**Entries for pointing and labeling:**
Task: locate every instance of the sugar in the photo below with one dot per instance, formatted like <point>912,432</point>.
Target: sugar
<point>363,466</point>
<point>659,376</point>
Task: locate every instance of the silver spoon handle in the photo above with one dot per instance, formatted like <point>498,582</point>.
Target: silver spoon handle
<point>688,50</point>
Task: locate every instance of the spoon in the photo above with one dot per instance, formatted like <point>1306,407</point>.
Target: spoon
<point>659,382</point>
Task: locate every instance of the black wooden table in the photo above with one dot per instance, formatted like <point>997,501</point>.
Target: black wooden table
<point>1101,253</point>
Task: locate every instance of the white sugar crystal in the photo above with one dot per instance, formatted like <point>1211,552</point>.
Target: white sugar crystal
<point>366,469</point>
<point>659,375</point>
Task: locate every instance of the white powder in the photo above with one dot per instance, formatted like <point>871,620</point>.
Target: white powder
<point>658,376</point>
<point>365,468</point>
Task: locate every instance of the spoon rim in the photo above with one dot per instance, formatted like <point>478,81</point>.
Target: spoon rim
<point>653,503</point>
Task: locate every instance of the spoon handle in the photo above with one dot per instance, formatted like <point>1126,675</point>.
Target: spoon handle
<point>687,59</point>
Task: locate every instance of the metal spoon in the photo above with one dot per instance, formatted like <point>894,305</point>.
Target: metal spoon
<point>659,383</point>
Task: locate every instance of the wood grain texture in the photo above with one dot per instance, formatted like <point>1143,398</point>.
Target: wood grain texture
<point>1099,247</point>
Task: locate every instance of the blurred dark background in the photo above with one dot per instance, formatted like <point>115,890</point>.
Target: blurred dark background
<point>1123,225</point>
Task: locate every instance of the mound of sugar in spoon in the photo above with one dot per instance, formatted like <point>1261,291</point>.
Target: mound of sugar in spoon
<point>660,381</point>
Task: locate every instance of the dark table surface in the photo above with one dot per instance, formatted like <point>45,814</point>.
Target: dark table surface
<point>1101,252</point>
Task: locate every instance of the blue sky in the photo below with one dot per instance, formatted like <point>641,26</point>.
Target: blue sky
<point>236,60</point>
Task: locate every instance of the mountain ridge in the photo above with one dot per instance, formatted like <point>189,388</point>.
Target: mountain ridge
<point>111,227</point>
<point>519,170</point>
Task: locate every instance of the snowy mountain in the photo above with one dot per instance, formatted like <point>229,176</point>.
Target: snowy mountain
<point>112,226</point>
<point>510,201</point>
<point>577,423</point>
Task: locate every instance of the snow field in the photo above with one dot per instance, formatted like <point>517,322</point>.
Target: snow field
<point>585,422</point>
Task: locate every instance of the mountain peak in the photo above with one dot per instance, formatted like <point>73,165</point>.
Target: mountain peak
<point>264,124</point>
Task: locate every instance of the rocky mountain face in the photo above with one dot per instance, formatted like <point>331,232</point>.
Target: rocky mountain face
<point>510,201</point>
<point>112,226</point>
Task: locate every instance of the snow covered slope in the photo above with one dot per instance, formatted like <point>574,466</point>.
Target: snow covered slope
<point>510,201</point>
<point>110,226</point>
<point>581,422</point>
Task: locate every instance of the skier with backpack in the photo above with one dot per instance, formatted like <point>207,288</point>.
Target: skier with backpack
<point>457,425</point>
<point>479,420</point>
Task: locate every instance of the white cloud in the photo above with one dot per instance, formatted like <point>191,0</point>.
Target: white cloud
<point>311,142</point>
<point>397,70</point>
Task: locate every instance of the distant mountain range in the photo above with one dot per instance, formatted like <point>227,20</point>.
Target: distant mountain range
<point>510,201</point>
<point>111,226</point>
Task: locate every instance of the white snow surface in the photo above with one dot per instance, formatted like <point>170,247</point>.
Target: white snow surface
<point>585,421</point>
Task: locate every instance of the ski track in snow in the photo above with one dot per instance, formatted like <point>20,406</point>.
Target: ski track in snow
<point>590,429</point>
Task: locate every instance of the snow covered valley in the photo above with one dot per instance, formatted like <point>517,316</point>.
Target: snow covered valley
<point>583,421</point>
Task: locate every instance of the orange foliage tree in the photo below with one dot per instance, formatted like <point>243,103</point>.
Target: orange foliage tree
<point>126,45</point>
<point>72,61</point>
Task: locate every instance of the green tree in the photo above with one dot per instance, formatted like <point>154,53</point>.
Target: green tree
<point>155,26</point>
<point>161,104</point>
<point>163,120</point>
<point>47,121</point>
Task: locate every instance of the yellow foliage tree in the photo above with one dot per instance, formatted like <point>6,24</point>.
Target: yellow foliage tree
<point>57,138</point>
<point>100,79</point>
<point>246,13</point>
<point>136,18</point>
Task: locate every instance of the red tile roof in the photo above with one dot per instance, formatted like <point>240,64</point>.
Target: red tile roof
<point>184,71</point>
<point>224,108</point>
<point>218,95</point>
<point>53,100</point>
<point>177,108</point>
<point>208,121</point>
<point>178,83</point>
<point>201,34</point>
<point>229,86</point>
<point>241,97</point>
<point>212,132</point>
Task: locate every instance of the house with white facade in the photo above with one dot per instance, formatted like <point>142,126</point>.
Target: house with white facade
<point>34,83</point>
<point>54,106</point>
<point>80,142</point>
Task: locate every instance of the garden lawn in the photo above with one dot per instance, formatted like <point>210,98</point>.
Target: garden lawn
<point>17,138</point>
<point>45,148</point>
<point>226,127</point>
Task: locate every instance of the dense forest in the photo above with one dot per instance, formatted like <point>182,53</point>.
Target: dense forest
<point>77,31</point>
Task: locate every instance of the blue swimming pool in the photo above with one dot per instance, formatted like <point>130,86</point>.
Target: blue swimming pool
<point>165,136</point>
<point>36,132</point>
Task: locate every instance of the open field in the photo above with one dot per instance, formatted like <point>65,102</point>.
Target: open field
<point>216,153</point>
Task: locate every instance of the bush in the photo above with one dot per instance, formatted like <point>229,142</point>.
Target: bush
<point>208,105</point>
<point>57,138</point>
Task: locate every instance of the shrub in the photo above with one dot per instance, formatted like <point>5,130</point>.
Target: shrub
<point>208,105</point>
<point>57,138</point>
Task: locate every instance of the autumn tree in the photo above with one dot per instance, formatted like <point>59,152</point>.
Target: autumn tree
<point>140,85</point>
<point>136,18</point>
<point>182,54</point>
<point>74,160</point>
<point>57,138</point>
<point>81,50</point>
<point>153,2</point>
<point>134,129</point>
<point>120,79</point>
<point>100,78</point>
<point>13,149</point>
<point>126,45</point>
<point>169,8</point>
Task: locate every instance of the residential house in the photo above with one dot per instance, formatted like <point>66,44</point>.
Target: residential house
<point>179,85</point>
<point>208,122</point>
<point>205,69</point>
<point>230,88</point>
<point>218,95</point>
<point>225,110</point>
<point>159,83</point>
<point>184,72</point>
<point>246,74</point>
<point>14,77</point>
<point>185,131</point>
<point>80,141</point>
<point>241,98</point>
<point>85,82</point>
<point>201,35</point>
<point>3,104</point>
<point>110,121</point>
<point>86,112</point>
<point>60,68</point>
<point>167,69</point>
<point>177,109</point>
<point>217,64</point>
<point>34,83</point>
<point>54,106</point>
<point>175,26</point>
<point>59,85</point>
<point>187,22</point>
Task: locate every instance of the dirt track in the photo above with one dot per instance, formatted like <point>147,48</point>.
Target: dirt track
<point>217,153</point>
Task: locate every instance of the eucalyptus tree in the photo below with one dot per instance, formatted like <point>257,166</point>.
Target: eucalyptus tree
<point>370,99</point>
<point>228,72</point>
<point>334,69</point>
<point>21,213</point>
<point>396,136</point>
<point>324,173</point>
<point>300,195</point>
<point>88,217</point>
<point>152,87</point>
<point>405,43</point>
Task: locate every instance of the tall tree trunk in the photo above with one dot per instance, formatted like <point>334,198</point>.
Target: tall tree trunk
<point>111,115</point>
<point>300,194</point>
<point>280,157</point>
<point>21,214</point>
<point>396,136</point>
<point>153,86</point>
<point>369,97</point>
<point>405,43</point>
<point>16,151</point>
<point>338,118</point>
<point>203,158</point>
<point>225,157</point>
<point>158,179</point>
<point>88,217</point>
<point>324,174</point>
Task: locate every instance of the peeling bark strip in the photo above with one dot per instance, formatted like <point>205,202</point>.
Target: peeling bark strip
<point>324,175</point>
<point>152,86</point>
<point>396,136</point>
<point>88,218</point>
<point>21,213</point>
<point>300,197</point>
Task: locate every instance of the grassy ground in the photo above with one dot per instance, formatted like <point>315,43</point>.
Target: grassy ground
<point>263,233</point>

**GIVEN REQUEST:**
Please copy the lines above verbatim, from the very first line up to and including the line that contains "<point>365,468</point>".

**SOLUTION FOR THIS TASK:**
Task: locate every instance of the sugar in the photo below with one dot per instance, formatted like <point>912,432</point>.
Target: sugar
<point>363,466</point>
<point>659,376</point>
Task: locate every instance of the silver spoon handle in the photo above with one dot per instance, formatted like <point>498,582</point>.
Target: silver spoon handle
<point>688,50</point>
Task: locate every instance of the spoon in the photo above with one dot per instance, formatted like <point>1306,407</point>.
Target: spoon
<point>659,382</point>
Task: locate every instance of the black wooden table in the photo above with one dot per instance, formatted like <point>997,501</point>.
Target: black wooden table
<point>1101,253</point>
Task: locate every instance of the white sugar crystal in the photo above with one dot per instance, formatted like <point>1211,552</point>.
Target: white sugar crystal
<point>366,469</point>
<point>659,375</point>
Task: locate every instance of the white powder in the photo above with one dot per instance, formatted like <point>871,620</point>.
Target: white powder
<point>658,376</point>
<point>365,468</point>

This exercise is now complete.